Rewrite the part of the data that opens with the line containing "Phrase -- navy blue suit jacket" and closes at the end of the data, keeping every line and the requests, and shift each coordinate in the answers by -49.

Recorded data:

(begin)

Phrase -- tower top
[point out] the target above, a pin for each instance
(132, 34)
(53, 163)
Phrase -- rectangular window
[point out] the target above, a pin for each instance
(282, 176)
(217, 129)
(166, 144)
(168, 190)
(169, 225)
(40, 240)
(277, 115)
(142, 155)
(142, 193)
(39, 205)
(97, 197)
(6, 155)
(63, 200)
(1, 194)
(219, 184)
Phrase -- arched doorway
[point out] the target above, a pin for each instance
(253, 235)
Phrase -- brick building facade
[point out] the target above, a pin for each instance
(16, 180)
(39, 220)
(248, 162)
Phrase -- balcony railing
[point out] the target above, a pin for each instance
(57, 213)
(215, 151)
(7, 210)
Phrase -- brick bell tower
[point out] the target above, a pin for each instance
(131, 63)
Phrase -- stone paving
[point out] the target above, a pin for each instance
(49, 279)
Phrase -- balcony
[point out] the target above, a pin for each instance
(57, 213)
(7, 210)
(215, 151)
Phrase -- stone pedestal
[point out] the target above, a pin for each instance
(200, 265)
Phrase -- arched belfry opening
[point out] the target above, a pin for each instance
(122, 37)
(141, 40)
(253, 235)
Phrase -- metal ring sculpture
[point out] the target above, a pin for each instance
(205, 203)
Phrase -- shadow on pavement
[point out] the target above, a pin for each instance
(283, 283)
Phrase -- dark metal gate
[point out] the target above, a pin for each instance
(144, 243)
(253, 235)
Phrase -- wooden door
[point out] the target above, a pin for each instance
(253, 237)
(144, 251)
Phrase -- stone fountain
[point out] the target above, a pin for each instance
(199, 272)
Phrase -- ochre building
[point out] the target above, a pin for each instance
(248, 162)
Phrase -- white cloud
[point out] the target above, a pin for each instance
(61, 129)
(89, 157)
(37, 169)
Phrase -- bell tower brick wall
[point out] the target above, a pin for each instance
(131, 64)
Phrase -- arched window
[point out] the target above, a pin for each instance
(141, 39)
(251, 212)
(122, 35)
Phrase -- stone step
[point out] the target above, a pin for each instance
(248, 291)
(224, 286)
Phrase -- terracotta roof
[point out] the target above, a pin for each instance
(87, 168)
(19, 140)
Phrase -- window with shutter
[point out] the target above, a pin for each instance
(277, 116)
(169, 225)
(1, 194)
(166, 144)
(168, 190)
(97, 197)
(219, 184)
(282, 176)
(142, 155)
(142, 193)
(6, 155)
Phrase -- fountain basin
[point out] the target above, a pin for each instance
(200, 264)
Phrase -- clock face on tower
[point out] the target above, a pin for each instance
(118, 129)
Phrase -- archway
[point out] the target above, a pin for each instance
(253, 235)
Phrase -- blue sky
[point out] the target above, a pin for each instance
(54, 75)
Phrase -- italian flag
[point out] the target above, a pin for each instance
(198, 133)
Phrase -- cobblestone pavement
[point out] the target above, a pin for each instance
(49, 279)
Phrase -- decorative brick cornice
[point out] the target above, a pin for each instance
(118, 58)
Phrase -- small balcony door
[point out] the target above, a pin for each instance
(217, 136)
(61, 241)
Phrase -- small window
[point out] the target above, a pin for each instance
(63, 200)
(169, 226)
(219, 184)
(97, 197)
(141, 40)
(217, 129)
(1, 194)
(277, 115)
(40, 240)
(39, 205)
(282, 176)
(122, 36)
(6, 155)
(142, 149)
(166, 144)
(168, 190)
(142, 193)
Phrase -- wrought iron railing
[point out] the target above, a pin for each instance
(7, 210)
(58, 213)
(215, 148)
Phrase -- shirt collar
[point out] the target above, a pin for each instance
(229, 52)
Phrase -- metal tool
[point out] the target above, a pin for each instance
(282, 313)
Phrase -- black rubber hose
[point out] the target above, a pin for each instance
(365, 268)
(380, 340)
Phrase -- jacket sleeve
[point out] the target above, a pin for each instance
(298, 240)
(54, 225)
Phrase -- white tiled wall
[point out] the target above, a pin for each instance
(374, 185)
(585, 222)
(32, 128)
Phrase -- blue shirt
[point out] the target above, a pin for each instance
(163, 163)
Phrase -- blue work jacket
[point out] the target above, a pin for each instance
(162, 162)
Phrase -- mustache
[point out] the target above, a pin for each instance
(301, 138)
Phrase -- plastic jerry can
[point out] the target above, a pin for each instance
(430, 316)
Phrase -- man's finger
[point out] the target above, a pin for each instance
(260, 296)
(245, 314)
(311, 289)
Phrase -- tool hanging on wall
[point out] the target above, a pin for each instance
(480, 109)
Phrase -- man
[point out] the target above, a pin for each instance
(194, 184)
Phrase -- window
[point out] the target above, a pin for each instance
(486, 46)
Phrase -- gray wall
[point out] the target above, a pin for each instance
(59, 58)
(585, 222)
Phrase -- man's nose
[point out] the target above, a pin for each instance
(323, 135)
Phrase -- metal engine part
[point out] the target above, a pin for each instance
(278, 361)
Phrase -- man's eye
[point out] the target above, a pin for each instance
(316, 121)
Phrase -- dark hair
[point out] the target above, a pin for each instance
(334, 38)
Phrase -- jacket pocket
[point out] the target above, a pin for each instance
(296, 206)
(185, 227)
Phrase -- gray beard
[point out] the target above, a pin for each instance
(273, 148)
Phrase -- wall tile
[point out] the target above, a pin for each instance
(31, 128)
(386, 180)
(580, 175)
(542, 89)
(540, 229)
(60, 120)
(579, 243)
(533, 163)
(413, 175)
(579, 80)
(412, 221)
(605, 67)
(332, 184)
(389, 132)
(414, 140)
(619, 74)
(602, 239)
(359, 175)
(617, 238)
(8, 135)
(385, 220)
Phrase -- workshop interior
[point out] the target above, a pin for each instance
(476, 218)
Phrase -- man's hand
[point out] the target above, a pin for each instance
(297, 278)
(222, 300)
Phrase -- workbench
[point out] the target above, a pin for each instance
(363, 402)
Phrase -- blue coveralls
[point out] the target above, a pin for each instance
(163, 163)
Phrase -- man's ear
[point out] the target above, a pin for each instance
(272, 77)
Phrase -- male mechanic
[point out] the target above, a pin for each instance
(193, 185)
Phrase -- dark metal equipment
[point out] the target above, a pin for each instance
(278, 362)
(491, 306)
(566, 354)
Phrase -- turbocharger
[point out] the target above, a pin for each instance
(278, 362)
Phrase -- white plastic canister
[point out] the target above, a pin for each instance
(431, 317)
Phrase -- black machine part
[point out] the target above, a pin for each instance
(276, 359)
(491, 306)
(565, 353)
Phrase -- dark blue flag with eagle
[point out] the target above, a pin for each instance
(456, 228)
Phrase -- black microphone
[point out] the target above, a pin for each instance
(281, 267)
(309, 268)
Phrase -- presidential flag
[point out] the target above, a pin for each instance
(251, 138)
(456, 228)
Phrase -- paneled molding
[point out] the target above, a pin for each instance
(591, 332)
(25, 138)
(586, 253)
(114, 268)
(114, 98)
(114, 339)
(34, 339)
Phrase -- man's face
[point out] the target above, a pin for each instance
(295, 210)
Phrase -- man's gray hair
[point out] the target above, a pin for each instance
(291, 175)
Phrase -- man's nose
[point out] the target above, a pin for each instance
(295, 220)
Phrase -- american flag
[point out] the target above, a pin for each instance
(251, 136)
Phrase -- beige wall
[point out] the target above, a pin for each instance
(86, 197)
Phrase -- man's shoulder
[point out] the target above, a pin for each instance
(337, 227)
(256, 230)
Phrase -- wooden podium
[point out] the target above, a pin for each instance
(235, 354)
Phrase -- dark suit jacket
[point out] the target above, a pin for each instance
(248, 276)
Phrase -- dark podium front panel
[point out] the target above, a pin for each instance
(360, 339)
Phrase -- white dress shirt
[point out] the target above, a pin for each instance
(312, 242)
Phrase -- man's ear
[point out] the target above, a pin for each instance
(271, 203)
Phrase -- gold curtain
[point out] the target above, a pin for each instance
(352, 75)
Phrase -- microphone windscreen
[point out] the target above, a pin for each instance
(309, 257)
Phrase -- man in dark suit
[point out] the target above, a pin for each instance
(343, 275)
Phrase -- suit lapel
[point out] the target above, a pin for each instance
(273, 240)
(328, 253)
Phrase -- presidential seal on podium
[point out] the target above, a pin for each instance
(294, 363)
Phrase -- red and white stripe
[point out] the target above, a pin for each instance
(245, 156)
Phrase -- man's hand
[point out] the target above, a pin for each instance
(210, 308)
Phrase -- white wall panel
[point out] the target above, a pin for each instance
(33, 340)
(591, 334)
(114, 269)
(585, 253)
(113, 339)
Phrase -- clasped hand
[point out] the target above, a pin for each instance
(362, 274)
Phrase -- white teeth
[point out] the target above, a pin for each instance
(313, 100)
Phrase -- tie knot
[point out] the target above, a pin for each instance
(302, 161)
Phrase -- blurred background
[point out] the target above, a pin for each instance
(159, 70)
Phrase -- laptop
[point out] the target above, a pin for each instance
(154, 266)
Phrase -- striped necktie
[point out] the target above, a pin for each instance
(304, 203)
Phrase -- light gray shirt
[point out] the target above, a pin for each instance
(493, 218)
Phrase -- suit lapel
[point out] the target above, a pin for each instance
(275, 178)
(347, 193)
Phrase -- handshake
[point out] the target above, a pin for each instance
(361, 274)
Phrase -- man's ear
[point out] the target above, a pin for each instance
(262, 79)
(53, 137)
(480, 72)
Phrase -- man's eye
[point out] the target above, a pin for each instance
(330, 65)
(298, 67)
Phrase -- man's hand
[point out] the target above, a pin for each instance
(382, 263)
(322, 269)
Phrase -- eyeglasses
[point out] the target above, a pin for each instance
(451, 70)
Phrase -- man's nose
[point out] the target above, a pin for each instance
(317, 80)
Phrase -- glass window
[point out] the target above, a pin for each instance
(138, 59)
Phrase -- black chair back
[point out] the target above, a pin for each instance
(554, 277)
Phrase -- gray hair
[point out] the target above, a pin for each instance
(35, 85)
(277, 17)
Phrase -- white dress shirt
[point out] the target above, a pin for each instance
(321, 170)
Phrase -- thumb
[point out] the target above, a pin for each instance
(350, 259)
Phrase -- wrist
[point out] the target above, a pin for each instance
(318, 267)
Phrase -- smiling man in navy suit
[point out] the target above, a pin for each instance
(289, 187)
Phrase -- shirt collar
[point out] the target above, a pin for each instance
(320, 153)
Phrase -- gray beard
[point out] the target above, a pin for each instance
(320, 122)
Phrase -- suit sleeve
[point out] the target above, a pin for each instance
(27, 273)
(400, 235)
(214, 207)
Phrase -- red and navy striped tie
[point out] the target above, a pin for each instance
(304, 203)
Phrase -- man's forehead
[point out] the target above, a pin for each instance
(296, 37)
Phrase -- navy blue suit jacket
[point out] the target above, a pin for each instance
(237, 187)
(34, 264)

(end)

• _Expected output_:
Phrase -- navy blue suit jacket
[point out] the target above, a pin for each instance
(188, 138)
(-15, 215)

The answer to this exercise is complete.